Sustituye "sandalias abiertas" por "chanclas de playa" y copia el fragmento del texto de lectura que empieza en "A veces lleva" y termina en "tiempo de pandemia.".

Texto de lectura:

════════════════════

Actualizado 21/06/2024 12:15
Concha Torres

Casi cada mañana, cuando salgo caminando a trabajar la veo en alguna de las primeras calles de mi recorrido y asumo que somos vecinas; edad indefinida, aunque puedo aventurar que es cercana a la mía. Viste un chándal pasado de moda y descolorido, pero lleva buenas zapatillas, siempre sin calcetines a pesar del frio mañanero; apura el paso en los semáforos que cruza una y otra vez como si aquello fuera un ejercicio impuesto por un entrenador; se sienta un rato en la parada del autobús y, después de cruzar varias veces más, se pierde callejeando por el barrio.

Cuando vuelvo por las tardes, deshaciendo el camino andado, la encuentro de nuevo con una bolsa de supermercado rota, el pelo alborotado y a veces hasta con ropa distinta, igualmente pasada de moda, igualmente desteñida. Según los días, con un carro del mismo supermercado de la bolsa que empuja sin más, sin nada dentro, sin que sea el carro el contenedor de lo rebuscado en la basura sino más bien un andador en el que apoyarse. Yo he pasado varias horas trabajando desde que la vi por la mañana y ella no ha cambiado de actividad. Fija siempre la mirada en el horizonte; ojos azules y vidriosos que parecen siempre a punto de lágrima y camina, muchas veces peligrosamente, por la calzada, de donde algún que otro transeúnte intenta sacarla sin éxito porque aún tiene fuerza y carácter para rechazar la ayuda. Otras veces anda por el carril bici, con más peligro si cabe, porque los ciclistas no son esos seres altamente civilizados que suponemos por el simple hecho de pedalear y no conducir un coche. Ella siempre está en movimiento, aunque no parece tener ningún sitio a donde ir.

A veces lleva un anorak en pleno verano, o un paraguas inmenso en los escasos días en los que por estas tierras luce el sol; ya he dicho que no usa calcetines bajo sus aparentemente buenas zapatillas de correr, aunque también muchos días de invierno calza sandalias abiertas; de todo ello concluyo que vive sola, y que no es la meteorología una de sus preocupaciones cotidianas. Y que en esa soledad hay también un poso de tristeza y muy probablemente un desequilibrio mental; pero quién soy yo para hacer diagnósticos en este mundo lleno de terapeutas, psiquiatras, nutricionistas, analistas políticos, seleccionadores de fútbol y virólogos en tiempo de pandemia.

════════════════════

Ítems de datos:
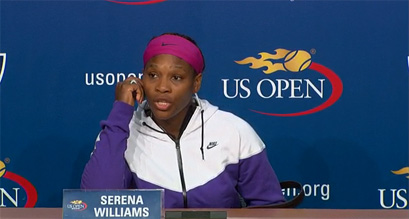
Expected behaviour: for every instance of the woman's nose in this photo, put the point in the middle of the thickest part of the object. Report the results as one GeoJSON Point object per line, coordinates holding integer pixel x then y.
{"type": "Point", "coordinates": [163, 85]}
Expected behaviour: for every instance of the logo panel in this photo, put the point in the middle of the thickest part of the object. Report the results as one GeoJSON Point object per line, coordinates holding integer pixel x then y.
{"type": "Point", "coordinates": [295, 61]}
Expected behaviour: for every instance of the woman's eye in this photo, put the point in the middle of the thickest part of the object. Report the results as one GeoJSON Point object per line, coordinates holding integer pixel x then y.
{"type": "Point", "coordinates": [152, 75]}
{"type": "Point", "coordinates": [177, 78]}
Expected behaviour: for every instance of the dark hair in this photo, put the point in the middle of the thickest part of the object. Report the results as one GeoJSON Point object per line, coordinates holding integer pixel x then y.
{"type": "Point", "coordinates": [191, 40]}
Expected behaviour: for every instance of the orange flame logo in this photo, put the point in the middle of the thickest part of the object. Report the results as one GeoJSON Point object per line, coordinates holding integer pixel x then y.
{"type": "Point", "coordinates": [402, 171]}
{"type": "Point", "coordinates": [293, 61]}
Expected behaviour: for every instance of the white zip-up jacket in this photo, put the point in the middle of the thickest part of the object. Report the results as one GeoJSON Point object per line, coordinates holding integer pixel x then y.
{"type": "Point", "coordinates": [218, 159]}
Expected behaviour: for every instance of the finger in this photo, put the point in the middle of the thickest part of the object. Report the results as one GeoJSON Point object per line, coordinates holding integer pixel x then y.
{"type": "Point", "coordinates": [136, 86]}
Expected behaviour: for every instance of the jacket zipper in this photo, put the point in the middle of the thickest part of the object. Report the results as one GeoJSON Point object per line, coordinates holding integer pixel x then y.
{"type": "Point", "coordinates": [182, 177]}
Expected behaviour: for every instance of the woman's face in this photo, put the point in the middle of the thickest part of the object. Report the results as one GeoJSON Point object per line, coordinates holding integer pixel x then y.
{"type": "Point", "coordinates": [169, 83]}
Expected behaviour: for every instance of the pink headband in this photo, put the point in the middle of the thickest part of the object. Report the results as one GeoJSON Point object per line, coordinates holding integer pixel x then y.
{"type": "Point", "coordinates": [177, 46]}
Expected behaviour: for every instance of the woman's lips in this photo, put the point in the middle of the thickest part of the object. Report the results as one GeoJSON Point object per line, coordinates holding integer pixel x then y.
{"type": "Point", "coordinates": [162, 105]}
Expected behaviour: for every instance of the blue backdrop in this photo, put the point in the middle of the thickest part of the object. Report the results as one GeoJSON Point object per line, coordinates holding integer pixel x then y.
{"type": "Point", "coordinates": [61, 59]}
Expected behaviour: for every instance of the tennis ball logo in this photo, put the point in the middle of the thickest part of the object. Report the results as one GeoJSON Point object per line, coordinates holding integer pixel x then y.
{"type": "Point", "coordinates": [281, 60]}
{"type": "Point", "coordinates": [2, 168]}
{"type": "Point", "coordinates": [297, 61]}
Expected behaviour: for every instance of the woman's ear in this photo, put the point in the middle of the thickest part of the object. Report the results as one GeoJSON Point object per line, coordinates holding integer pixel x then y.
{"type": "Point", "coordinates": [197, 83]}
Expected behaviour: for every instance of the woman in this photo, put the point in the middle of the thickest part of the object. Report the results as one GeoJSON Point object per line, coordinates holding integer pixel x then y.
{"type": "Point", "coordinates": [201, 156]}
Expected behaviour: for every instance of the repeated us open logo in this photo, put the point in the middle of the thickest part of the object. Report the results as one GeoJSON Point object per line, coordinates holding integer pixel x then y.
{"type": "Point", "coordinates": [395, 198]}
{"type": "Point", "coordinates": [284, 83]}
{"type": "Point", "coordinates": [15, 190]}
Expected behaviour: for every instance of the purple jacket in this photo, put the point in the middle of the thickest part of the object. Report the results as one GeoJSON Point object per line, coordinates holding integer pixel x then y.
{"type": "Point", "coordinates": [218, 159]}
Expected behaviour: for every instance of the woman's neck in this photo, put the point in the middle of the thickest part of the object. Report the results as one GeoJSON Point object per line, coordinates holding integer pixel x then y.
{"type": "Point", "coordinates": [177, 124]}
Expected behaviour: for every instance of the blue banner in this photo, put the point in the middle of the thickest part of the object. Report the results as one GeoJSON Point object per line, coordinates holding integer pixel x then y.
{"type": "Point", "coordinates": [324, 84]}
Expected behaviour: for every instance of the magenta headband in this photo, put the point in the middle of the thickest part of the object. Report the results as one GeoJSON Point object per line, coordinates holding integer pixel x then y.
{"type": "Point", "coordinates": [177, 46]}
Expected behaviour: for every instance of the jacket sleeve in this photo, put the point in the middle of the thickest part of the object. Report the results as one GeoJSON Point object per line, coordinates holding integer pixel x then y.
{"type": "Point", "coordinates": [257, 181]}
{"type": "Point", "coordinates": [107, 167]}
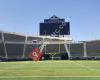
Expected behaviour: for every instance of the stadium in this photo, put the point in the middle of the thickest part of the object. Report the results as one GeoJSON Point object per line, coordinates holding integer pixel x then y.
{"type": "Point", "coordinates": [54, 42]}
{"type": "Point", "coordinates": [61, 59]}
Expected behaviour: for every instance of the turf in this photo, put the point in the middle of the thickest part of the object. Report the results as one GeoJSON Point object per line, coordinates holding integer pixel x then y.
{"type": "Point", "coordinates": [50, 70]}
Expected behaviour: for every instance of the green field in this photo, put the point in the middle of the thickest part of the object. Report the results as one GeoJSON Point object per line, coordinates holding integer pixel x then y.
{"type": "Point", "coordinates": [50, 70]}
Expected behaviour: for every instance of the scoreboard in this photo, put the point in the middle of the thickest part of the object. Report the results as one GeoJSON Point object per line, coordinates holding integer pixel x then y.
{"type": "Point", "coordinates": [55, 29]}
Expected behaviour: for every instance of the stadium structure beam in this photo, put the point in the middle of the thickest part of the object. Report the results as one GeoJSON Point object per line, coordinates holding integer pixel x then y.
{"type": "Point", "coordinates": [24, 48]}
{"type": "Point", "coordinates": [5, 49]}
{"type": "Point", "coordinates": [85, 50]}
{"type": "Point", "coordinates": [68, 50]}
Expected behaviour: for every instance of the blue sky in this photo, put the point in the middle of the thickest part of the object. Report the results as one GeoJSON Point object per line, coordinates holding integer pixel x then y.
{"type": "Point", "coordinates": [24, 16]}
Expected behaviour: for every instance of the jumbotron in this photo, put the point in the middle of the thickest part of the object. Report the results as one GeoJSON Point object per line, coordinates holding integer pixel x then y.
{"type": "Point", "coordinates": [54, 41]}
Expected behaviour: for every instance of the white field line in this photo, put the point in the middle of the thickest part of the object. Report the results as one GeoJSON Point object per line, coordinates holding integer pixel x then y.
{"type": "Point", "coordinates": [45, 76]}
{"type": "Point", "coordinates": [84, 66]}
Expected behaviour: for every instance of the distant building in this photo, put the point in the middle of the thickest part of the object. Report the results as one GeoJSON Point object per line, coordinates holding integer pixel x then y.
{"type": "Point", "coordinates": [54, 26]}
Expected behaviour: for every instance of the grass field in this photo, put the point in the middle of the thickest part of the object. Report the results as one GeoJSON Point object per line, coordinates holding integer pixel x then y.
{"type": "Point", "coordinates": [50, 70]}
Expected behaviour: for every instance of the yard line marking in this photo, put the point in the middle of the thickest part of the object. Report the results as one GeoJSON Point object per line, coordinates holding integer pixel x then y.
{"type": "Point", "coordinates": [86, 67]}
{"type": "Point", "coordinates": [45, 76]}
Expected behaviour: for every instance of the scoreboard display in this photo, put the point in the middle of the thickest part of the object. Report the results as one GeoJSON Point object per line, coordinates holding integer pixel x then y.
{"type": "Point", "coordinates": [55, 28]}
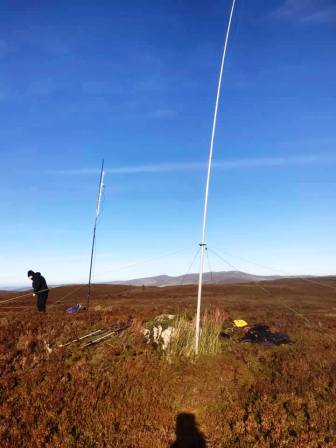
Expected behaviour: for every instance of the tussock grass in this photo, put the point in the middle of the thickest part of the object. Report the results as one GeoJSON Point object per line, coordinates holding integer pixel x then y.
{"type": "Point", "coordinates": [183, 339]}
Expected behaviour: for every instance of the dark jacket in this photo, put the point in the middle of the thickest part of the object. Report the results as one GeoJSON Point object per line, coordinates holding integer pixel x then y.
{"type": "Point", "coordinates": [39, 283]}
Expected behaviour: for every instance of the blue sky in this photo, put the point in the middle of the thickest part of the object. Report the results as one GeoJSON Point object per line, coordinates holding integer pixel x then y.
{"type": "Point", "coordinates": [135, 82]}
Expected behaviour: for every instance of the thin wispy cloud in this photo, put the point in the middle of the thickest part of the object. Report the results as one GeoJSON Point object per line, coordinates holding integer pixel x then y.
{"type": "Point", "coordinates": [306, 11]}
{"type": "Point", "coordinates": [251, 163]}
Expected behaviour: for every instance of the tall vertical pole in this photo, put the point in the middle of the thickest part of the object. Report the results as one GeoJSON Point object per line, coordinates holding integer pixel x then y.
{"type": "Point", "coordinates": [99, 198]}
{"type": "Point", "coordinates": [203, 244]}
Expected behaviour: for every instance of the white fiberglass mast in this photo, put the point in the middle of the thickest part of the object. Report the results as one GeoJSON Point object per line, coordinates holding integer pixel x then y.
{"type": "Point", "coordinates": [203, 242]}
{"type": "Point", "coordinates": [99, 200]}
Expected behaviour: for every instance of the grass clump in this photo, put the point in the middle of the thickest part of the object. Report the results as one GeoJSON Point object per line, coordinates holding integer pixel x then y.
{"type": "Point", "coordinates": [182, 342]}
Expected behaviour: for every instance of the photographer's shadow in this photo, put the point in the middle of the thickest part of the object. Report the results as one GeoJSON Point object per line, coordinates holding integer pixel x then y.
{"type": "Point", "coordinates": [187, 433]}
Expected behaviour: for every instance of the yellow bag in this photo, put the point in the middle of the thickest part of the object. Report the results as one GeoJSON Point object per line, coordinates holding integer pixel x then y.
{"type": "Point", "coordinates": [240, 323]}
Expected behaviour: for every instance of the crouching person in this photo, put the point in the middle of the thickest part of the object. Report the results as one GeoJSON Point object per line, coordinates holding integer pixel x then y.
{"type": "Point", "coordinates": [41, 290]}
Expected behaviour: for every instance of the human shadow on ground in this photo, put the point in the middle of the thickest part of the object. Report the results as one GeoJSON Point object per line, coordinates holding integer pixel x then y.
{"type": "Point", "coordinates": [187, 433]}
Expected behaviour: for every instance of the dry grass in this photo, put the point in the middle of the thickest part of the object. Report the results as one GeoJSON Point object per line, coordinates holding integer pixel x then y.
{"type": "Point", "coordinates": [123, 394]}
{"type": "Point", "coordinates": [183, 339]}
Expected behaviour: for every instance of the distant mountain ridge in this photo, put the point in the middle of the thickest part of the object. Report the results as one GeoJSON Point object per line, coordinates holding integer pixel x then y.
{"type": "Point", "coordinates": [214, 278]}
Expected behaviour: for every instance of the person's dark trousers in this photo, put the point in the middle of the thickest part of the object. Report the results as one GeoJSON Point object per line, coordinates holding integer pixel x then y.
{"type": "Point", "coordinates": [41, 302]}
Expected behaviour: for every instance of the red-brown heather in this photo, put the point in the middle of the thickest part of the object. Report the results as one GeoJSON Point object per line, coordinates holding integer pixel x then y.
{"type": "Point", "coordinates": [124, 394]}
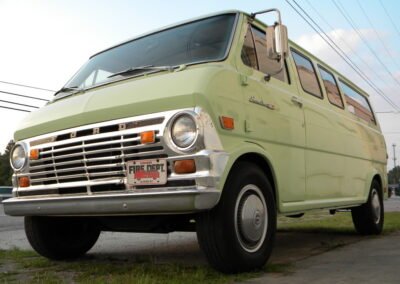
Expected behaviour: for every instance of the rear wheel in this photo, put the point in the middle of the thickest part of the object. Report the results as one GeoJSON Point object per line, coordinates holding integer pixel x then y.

════════════════════

Resultado:
A veces lleva un anorak en pleno verano, o un paraguas inmenso en los escasos días en los que por estas tierras luce el sol; ya he dicho que no usa calcetines bajo sus aparentemente buenas zapatillas de correr, aunque también muchos días de invierno calza chanclas de playa; de todo ello concluyo que vive sola, y que no es la meteorología una de sus preocupaciones cotidianas. Y que en esa soledad hay también un poso de tristeza y muy probablemente un desequilibrio mental; pero quién soy yo para hacer diagnósticos en este mundo lleno de terapeutas, psiquiatras, nutricionistas, analistas políticos, seleccionadores de fútbol y virólogos en tiempo de pandemia.